• WRITTEN TASK: Arrange every item below as a two-column CSV with the header row item_text,answer, one row per item. Put each item's text and its answer in a single double-quoted field each, with line breaks replaced by spaces.

===

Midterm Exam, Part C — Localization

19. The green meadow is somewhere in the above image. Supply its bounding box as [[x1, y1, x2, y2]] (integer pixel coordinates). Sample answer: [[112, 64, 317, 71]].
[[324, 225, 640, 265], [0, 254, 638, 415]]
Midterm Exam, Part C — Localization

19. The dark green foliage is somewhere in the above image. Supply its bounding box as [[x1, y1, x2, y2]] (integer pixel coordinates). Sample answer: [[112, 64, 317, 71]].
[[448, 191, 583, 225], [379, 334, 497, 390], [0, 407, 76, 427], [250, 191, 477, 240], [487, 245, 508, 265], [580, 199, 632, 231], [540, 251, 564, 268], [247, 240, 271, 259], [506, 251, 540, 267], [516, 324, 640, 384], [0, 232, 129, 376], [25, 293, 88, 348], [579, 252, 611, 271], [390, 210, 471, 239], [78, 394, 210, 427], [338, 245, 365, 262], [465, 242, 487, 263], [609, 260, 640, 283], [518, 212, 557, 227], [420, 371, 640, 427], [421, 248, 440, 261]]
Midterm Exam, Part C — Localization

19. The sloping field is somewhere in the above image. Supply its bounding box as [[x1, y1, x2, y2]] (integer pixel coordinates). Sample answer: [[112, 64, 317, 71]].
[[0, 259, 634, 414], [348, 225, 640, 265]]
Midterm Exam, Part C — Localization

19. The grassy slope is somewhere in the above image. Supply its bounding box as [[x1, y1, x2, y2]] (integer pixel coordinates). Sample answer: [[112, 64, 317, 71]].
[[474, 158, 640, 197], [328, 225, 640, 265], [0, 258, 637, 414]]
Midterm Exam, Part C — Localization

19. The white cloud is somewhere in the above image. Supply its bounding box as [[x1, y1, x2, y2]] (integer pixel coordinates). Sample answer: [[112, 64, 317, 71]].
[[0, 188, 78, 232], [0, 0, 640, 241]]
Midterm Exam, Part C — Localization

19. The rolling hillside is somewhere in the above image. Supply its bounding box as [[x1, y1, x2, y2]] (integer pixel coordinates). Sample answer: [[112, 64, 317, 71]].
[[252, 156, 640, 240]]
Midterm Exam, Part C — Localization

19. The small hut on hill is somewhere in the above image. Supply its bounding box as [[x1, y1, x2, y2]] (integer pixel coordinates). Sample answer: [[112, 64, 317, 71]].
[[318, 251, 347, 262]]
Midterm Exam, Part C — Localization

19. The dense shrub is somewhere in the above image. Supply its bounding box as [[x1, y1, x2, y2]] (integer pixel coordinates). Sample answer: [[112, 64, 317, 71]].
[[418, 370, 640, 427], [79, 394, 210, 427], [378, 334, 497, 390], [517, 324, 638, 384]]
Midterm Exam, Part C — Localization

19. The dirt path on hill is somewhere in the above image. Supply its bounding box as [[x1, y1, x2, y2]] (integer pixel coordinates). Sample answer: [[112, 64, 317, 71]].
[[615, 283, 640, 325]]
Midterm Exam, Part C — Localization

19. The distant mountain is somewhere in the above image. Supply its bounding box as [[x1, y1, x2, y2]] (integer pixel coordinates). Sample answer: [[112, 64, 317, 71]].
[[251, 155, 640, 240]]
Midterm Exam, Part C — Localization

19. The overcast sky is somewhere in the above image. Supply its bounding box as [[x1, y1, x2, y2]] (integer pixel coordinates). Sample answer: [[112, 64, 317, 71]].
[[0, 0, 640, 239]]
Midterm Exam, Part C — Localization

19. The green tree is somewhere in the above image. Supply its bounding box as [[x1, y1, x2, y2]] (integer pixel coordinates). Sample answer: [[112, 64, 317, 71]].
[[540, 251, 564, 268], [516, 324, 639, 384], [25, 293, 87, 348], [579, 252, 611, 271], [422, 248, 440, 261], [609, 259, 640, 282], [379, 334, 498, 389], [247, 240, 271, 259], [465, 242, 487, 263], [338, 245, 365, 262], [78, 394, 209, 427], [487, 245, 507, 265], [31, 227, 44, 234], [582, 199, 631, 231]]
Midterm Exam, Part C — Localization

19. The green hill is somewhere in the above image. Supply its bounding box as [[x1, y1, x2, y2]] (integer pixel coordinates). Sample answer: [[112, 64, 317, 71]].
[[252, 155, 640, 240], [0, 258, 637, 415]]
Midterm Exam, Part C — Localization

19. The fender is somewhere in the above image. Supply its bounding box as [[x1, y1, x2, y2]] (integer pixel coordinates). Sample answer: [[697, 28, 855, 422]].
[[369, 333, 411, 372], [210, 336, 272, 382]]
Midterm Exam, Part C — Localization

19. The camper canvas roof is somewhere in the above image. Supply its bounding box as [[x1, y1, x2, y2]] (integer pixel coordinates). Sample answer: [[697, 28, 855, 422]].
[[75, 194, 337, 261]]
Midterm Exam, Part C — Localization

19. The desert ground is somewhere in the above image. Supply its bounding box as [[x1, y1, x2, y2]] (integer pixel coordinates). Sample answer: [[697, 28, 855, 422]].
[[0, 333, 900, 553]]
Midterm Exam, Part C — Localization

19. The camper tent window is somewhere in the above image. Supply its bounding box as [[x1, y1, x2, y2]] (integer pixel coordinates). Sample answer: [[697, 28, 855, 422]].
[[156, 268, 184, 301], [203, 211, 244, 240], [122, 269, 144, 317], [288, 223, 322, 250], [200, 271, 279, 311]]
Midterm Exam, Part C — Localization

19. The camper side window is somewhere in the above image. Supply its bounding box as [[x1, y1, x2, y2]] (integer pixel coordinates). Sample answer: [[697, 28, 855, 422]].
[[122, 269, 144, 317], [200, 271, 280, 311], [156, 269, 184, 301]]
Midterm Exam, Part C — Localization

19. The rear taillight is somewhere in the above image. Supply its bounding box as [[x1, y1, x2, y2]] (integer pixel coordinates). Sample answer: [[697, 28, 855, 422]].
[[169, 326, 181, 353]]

===

• TASK RESPONSE:
item_text,answer
"Midterm Exam, Part C — Localization 19. The green meadow is somewhere in the above image. Supply its bounding box as [[x1, y1, x2, y2]] (integer pixel coordinates). Sample answer: [[112, 64, 317, 71]].","[[324, 225, 640, 265], [0, 254, 638, 415]]"
"Midterm Exam, Part C — Localization 19. The dark green foliage is somewhere in the above image. Supply its bounding box as [[x1, y1, x2, y2]] (integer pixel coordinates). Sample answer: [[112, 64, 317, 71]].","[[448, 191, 583, 225], [379, 334, 497, 390], [0, 407, 76, 427], [250, 191, 477, 240], [487, 245, 508, 265], [580, 199, 632, 231], [540, 251, 564, 268], [247, 240, 271, 259], [506, 251, 540, 267], [516, 324, 640, 384], [0, 232, 129, 376], [25, 293, 88, 348], [579, 252, 611, 271], [390, 210, 471, 239], [78, 394, 210, 427], [338, 245, 365, 262], [465, 242, 487, 263], [609, 260, 640, 283], [518, 212, 557, 227], [420, 371, 640, 427], [421, 248, 440, 261]]"
"Midterm Exam, Part C — Localization 19. The sloping field is somewhere in the above image. Supply its bounding box as [[x1, y1, x2, y2]] (integer pixel coordinates). Sample answer: [[112, 64, 317, 71]].","[[0, 259, 634, 414], [348, 225, 640, 265]]"
"Midterm Exam, Part C — Localization 19. The grassy slope is somewhere in the above image. Supply its bounding box as [[x1, y1, x2, y2]] (integer pixel coordinates). Sample answer: [[112, 64, 317, 71]].","[[474, 158, 640, 197], [328, 225, 640, 265], [0, 258, 637, 414]]"
"Midterm Exam, Part C — Localization 19. The white cloud is somewhere in the above image. Supply its bounding box as [[x1, y1, x2, y2]] (integer pixel coordinates). Sample answer: [[112, 64, 317, 71]].","[[0, 188, 78, 232], [0, 0, 640, 241]]"
"Midterm Exam, Part C — Localization 19. The rolling hillside is somewhere in the above image. Supply its bounding box as [[x1, y1, x2, y2]] (integer pixel coordinates). Sample answer: [[112, 64, 317, 71]].","[[252, 156, 640, 240]]"
"Midterm Exam, Part C — Localization 19. The small hut on hill is somewhere in the above image. Supply its bounding box as [[x1, y1, x2, y2]] (integer pixel coordinates). Sample answer: [[112, 64, 317, 71]].","[[318, 251, 347, 262]]"
"Midterm Exam, Part C — Localization 19. The dense shrub is somewhere in the above image. Supply its bounding box as [[x1, y1, x2, y2]] (integer pixel coordinates). Sample answer: [[112, 64, 317, 71]].","[[418, 370, 640, 427], [79, 394, 210, 427], [378, 334, 497, 390], [517, 324, 638, 384]]"
"Midterm Exam, Part C — Localization 19. The dirt path on hill is somewhere in the above image. Supply its bounding box as [[x1, y1, x2, y2]] (integer pixel coordinates). Sample answer: [[112, 64, 317, 71]].","[[615, 283, 640, 325]]"
"Midterm Exam, Part C — Localization 19. The distant mountain is somewhere in the above image. Supply its bounding box as [[x1, y1, x2, y2]] (integer pixel coordinates). Sample answer: [[112, 64, 317, 71]].","[[251, 155, 640, 240]]"
"Midterm Exam, Part C — Localization 19. The overcast sky is somewhere in the above image. Supply its bounding box as [[x1, y1, x2, y2]] (integer pixel coordinates). Sample answer: [[112, 64, 317, 71]].","[[0, 0, 640, 239]]"
"Midterm Exam, Part C — Localization 19. The green tree is somewhere in the above image. Supply its bounding box as [[x1, y1, x2, y2]] (integer pixel coordinates). Sample answer: [[112, 64, 317, 71]].","[[540, 251, 564, 268], [516, 324, 639, 384], [25, 293, 87, 348], [579, 252, 611, 271], [422, 248, 440, 261], [609, 259, 640, 282], [379, 334, 498, 389], [247, 240, 271, 259], [465, 242, 487, 263], [338, 245, 365, 262], [78, 394, 209, 427], [487, 245, 507, 265], [31, 227, 44, 234], [582, 199, 631, 231]]"
"Midterm Exam, Part C — Localization 19. The green hill is somewhere in the above image. Supply its bounding box as [[x1, y1, x2, y2]] (integer pixel coordinates). Sample answer: [[112, 64, 317, 71]].","[[252, 155, 640, 240], [0, 258, 637, 415]]"
"Midterm Exam, Part C — Localization 19. The fender is somewhere in the above image. Supply its bounding box as [[x1, y1, x2, y2]] (integer pixel coordinates). Sample answer: [[697, 28, 855, 422]].","[[369, 333, 411, 372], [210, 336, 272, 382]]"
"Midterm Exam, Part C — Localization 19. The camper canvas roof is somewhere in the above image. Supply its bounding box as [[x1, y1, x2, y2]] (integer pixel coordinates). Sample answer: [[697, 28, 855, 422]].","[[75, 194, 337, 261]]"
"Midterm Exam, Part C — Localization 19. The desert ground is somewhere in the above image. Supply its bounding box as [[x1, y1, x2, y2]] (integer pixel coordinates). Sample answer: [[697, 28, 855, 422]].","[[0, 333, 900, 553]]"
"Midterm Exam, Part C — Localization 19. The camper tent window is somewhere in the above image. Supply its bounding box as [[x1, y1, x2, y2]] (integer pixel coordinates). Sample answer: [[697, 28, 855, 422]].","[[156, 268, 184, 301], [203, 211, 244, 240], [122, 269, 144, 317], [288, 223, 322, 250], [200, 271, 279, 311]]"
"Midterm Exam, Part C — Localization 19. The camper side window is somewhere in the above image. Supply its bounding box as [[x1, y1, x2, y2]] (integer pixel coordinates). Sample answer: [[697, 28, 855, 422]].","[[122, 269, 144, 317], [200, 271, 280, 311], [156, 269, 184, 301]]"
"Midterm Exam, Part C — Localization 19. The rear taillight is somewhere in the above image. Supply its bounding box as [[x1, y1, x2, y2]] (integer pixel coordinates). Sample answer: [[697, 28, 855, 422]].","[[169, 326, 181, 353]]"